(Point localization data)
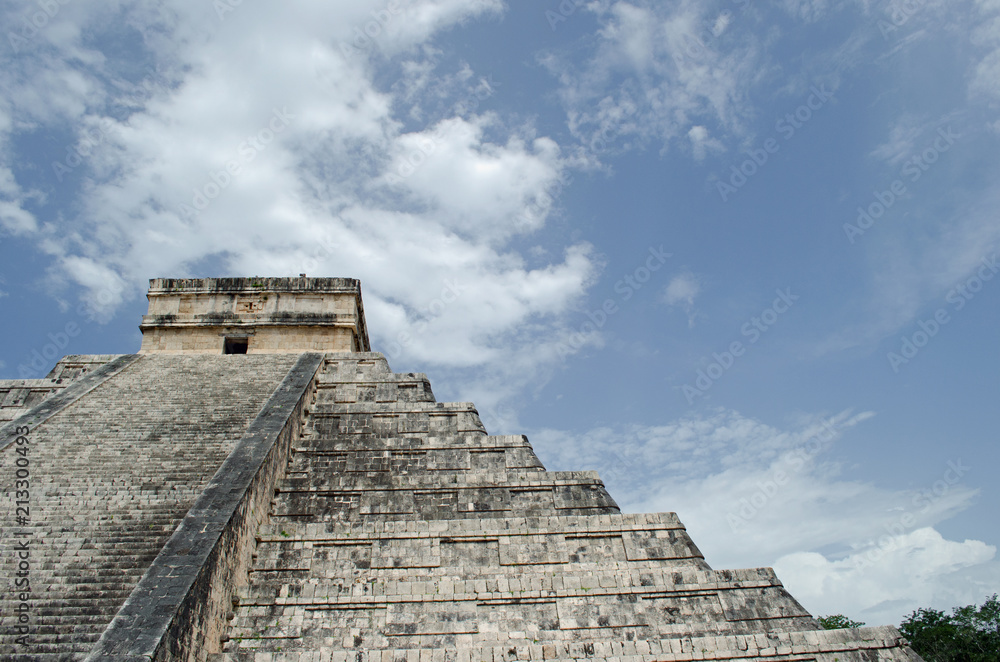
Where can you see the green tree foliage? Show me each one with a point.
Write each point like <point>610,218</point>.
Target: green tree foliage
<point>969,634</point>
<point>838,621</point>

WORK ORDER — From the first line to the last, output the data exactly, without the pictures.

ANSWER FOR THE TASK —
Where can you see the green tree foliage? Show me each one with a point.
Write each point like <point>610,218</point>.
Target: green tree foliage
<point>969,634</point>
<point>838,621</point>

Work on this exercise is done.